• **Document passage**
★ ★ ★ ★

COVID-19 has forced people into considering holiday options closer to home, and that’s no bad thing. It’s been 11 years since Paul and I backpacked through Vietnam and felt we’d “done” the country. Of course, we hadn’t, but holidays since have still focused on overseas destinations, with return trips to Hoi An and a few other weekend beach spots thrown in.
The ban on overseas travel – or at least the fact that we can’t get back into Vietnam if we leave – has limited holiday plans. This has given us a bit more disposable income with which to enjoy Hanoi but also the time to spend elsewhere in the country. So when a friend asked if I fancied a trip to Ba Be Lake, the answer was “why not”.
Many years ago I travelled to Bac Kan province, where Ba Be Lake is located, for a project with SNV Netherlands Development Organisation. The scope of work was to evaluate opportunities for local farmers to commercialise their production of corn, chickens, pork, ginger and bananas. It was a fascinating trip, with plenty of opportunities for sightseeing from a car window, but I didn’t make it to the lake.
It was about time for a return visit.
I usually like a self-organised holiday – I’m not one for packages or guided tours – but with only a few days and unsure what would be open due to COVID, we opted for a 3-day trip with Mr Linh’s Adventures.

★ ★ ★ ★

• **Source data**
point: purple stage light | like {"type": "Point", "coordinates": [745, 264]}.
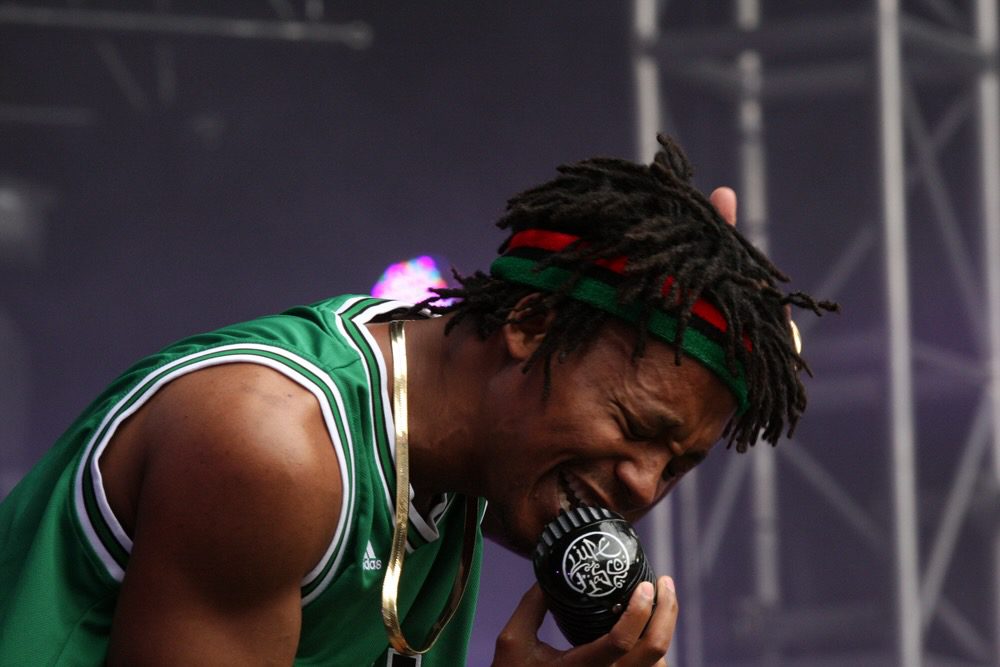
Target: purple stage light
{"type": "Point", "coordinates": [410, 280]}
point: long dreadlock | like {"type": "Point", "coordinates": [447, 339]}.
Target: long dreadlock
{"type": "Point", "coordinates": [666, 228]}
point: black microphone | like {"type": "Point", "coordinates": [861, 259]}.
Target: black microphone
{"type": "Point", "coordinates": [588, 561]}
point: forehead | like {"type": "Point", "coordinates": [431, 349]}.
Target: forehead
{"type": "Point", "coordinates": [655, 381]}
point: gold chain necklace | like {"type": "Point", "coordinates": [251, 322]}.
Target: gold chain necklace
{"type": "Point", "coordinates": [390, 585]}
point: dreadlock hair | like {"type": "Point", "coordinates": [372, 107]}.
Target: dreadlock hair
{"type": "Point", "coordinates": [669, 232]}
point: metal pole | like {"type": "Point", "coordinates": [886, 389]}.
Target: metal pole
{"type": "Point", "coordinates": [753, 194]}
{"type": "Point", "coordinates": [646, 78]}
{"type": "Point", "coordinates": [693, 626]}
{"type": "Point", "coordinates": [356, 35]}
{"type": "Point", "coordinates": [890, 94]}
{"type": "Point", "coordinates": [988, 94]}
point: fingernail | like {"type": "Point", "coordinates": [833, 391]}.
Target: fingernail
{"type": "Point", "coordinates": [646, 590]}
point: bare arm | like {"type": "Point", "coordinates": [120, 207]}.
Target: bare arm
{"type": "Point", "coordinates": [238, 497]}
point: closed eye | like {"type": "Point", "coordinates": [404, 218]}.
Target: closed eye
{"type": "Point", "coordinates": [682, 465]}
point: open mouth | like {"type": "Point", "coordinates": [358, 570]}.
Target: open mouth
{"type": "Point", "coordinates": [572, 493]}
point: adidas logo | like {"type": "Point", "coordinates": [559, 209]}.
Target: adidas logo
{"type": "Point", "coordinates": [371, 562]}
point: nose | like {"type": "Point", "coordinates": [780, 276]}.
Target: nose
{"type": "Point", "coordinates": [643, 479]}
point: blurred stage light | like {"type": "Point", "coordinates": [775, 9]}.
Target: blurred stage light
{"type": "Point", "coordinates": [23, 210]}
{"type": "Point", "coordinates": [410, 280]}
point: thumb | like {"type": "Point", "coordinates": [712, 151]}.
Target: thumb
{"type": "Point", "coordinates": [528, 615]}
{"type": "Point", "coordinates": [518, 642]}
{"type": "Point", "coordinates": [724, 201]}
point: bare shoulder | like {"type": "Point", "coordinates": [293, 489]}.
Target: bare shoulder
{"type": "Point", "coordinates": [250, 445]}
{"type": "Point", "coordinates": [238, 497]}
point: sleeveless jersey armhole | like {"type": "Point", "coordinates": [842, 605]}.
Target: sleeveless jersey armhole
{"type": "Point", "coordinates": [101, 529]}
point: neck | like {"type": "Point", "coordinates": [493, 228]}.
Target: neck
{"type": "Point", "coordinates": [441, 393]}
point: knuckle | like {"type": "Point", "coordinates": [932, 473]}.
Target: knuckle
{"type": "Point", "coordinates": [506, 639]}
{"type": "Point", "coordinates": [622, 641]}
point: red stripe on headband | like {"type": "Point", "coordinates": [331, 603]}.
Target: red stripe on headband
{"type": "Point", "coordinates": [543, 239]}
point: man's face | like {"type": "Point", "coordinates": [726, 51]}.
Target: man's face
{"type": "Point", "coordinates": [612, 433]}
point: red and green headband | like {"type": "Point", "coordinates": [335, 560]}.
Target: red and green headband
{"type": "Point", "coordinates": [704, 337]}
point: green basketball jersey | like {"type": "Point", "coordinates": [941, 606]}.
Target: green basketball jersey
{"type": "Point", "coordinates": [63, 553]}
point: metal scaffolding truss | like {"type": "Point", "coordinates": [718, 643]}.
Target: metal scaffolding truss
{"type": "Point", "coordinates": [885, 53]}
{"type": "Point", "coordinates": [164, 24]}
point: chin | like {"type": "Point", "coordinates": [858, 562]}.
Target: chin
{"type": "Point", "coordinates": [498, 532]}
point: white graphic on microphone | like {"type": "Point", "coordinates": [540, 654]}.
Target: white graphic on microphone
{"type": "Point", "coordinates": [596, 564]}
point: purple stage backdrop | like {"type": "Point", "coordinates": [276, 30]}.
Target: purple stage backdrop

★ ★ ★ ★

• **Problems to solve**
[A] Name the farm products that the Ba Be Lake travel piece says local farmers in Bac Kan province might commercialise.
[B] Resume the Ba Be Lake travel piece, picking up right after its last sentence about the 3-day trip with Mr Linh's Adventures.

• **Answers per task**
[A] Corn, chickens, pork, ginger, bananas

[B]
Day 1 started with an early pick-up from home. As expected, we were the only two on the trip, so had the minibus and guide to ourselves. The drive to Ba Be Lake took around 4.5 hours, initially along the highway but then through smaller towns and villages, some surprisingly well manicured.
The village where Mr Linh’s Homestay is located – tours were an excellent brand extension – is a Tay village: Tay is one of the 54 ethnic groups in Vietnam. We had a short walk from the minibus to the homestay, past the new – and no doubt currently unoccupied – Ba Be Bungalows, which we both glanced at wistfully. Fortunately the homestay wasn’t too much of a letdown: clean and comfortable with views over the lake.
After a very tasty family-style lunch, we were dragged back to the bus and out to a cave and waterfall. Neither are on my “like to visit” list, so it was a bit of a drag, though to be fair the cave had its merits: well, it was big with some impressive formations.
Upon return, we quickly secured a spot on sofas overlooking the lake and grabbed a couple of Saigon beers to enjoy with our Kindles. Dinner was as tasty as lunch – bamboo fish excepted – and accompanied by the obligatory rice wine shot with the man of the house: Mr Linh’s father. Thankfully just the one, or we might not have had the brains for a couple of games of Bananagrams.
Unfortunately the other guests – a group from Ho Chi Minh City – were a noisy crew with an early start, so my sleep wasn’t as long or peaceful as expected, but the shots of Vietnamese cafe sua at breakfast helped me wake up. The carb heavy pancakes maybe had the opposite effect, but provided fuel for the rest of the day.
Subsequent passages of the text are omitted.